# Scott rear-end tuning



## skygodmatt (May 24, 2005)

I made her feel just great installing a 27.2 specialized post. Stiff, fast, light and compliant. Perfect on rides over 60 miles now. Climbs like a homesick angel.


----------



## sevencycle (Apr 23, 2006)

skygodmatt said:


> I made her feel just great installing a 27.2 specialized post. Stiff, fast, light and compliant. Perfect on rides over 60 miles now. Climbs like a homesick angel.


A few people told me and I called Scott USA that shim seatpost voids warranty. even if bike is out of warranty period you might think twice as per longevity of frame. I have that post on singlespeed and saved some weight by switching out heavy steel adjuster bolt.


----------



## skygodmatt (May 24, 2005)

*Interesting*

Hmmm....I don't see what would be the problem. The shim goes down into the tube 10cm well past the minimum limit of the seat post and fits snug. The ride is perfect now. Perhaps that's why on their new addict, they did away with the mono stay rear end. The CR1 frame is stiff and fast but needed a tad more compliance.


----------



## sevencycle (Apr 23, 2006)

skygodmatt said:


> Hmmm....I don't see what would be the problem. The shim goes down into the tube 10cm well past the minimum limit of the seat post and fits snug. The ride is perfect now. Perhaps that's why on their new addict, they did away with the mono stay rear end. The CR1 frame is stiff and fast but needed a tad more compliance.


 Interview David Miller said Addict was stiffer and Cr1 was comfy.I dont have weight or watts to flex either one


----------



## sevencycle (Apr 23, 2006)

skygodmatt said:


> Hmmm....I don't see what would be the problem. The shim goes down into the tube 10cm well past the minimum limit of the seat post and fits snug. The ride is perfect now. Perhaps that's why on their new addict, they did away with the mono stay rear end. The CR1 frame is stiff and fast but needed a tad more compliance.


 It could take more torque on collar bolt and frame to squeeze both gaps in shim and frame to secure seatpost. That was my theory and reason to go 31.6. My shim went past top tube also. That was my own theory as Scott USA could not give reason why just "voids warranty".


----------



## Piles (Jun 25, 2004)

sevencycle said:


> Interview David Miller said Addict was stiffer and Cr1 was comfy.I dont have weight or watts to flex either one


I don't think they have either. Im sure if they say that the addict is stiffer that it probably is but probably only noticable on a test rig. Besides, as much as i love my CR1 and wont be changing any time soon, it puts a smile on my face to hear somebody refer to the CR1 as the more comfortable model when comparing two bikes.


----------
++++++
STATED PROBLEM 1: List each quality the first post in the Scott rear-end thread gives the 27.2 Specialized seat post.
STATED PROBLEM 2: Pull out the passage of the Scott rear-end thread that runs from "## Piles (Jun" to "comparing two bikes.", word for word.

DATASET SECTION:
++++++
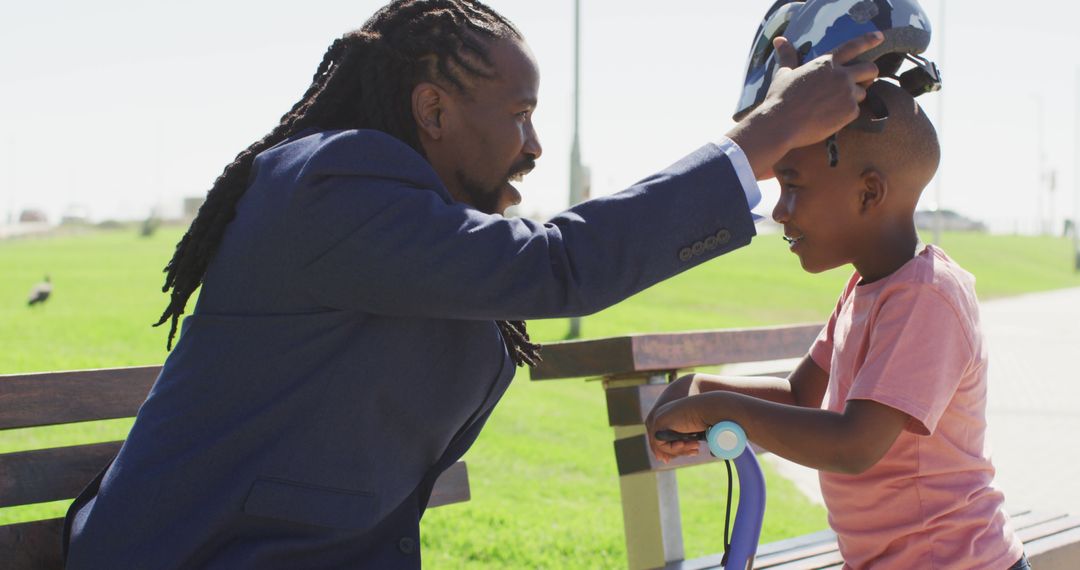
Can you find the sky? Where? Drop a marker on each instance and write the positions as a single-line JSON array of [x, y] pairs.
++++++
REPLY 1: Stiff, fast, light, compliant

REPLY 2:
## Piles (Jun 25, 2004)

sevencycle said:


> Interview David Miller said Addict was stiffer and Cr1 was comfy.I dont have weight or watts to flex either one


I don't think they have either. Im sure if they say that the addict is stiffer that it probably is but probably only noticable on a test rig. Besides, as much as i love my CR1 and wont be changing any time soon, it puts a smile on my face to hear somebody refer to the CR1 as the more comfortable model when comparing two bikes.